* EXCERPT TO READ *
┄┄┄┄┄┄

We were famously once 45 mins from the SPL but how did we survive during that period?

"We were fortunate to get a few years with cup runs, glamour friendlies and transfer fees but when those income sources started to dry up, the only option was squeezing creditors and that was when we got into difficulties. The embarrassment of almost going out of business twice in the space of five years and a couple of summers of player & staff redundancies hit hard and a culture change was needed. In March 2004, the Trust became painfully aware of Clyde FC being in severe financial trouble as Billy Carmichael's reign as Chairman came to an end. A consortium of the Trust and individual Clyde Supporters took overall control of the club at that time, of course culminating in the Community Interest Company forming last November that formally brought all the groups under one organisation. "

With supporters taking a greater control of the running of the club, in what ways has that culture change been shown in practice?

"For the past two or three seasons, we have set a budget that calculates all the expected income and known expenditure as a starting point and this gives us a small profit. That profit is allocated 100% to the football department for player wages but this is considerably smaller than previous seasons. It means we can stay in existence, pay our bills as they fall due and continue without an overdraft and within our means. As a result of this move, we now adopt a minimal creditor policy. We renegotiated the NLC debt last year - to pay the remainder over 4-5 years - and we have negotiated with some creditors that we will pay in advance in return for a discount. Every single line of expenditure is scrutinised and tightly controlled."

┄┄┄┄┄┄

(Data entries)
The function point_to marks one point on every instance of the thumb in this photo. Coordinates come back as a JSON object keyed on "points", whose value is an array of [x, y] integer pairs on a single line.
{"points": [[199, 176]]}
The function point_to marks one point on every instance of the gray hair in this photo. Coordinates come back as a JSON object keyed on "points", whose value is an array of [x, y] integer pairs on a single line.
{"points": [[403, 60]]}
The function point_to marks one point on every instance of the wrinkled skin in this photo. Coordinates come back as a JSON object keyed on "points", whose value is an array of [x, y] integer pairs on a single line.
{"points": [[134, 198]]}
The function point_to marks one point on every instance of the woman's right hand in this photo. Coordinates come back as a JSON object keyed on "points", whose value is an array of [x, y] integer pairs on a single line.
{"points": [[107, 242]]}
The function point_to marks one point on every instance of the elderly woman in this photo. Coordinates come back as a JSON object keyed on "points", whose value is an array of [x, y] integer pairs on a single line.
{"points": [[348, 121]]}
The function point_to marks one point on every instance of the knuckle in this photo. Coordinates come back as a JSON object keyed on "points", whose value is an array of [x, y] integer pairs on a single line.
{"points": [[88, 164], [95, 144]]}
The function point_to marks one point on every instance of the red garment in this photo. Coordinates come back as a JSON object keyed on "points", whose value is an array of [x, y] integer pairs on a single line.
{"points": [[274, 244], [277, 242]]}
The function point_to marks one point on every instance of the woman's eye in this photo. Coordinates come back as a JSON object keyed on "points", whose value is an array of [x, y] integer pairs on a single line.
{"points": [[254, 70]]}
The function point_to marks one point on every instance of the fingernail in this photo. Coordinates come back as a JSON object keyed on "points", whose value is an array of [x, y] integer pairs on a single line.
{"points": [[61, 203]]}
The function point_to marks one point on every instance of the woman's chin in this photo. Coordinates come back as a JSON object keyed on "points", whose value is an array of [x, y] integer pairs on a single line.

┄┄┄┄┄┄

In the Clyde FC interview, list the income sources the club was fortunate to have for a few years before they started to dry up.

* RESULT *
Cup runs, glamour friendlies, transfer fees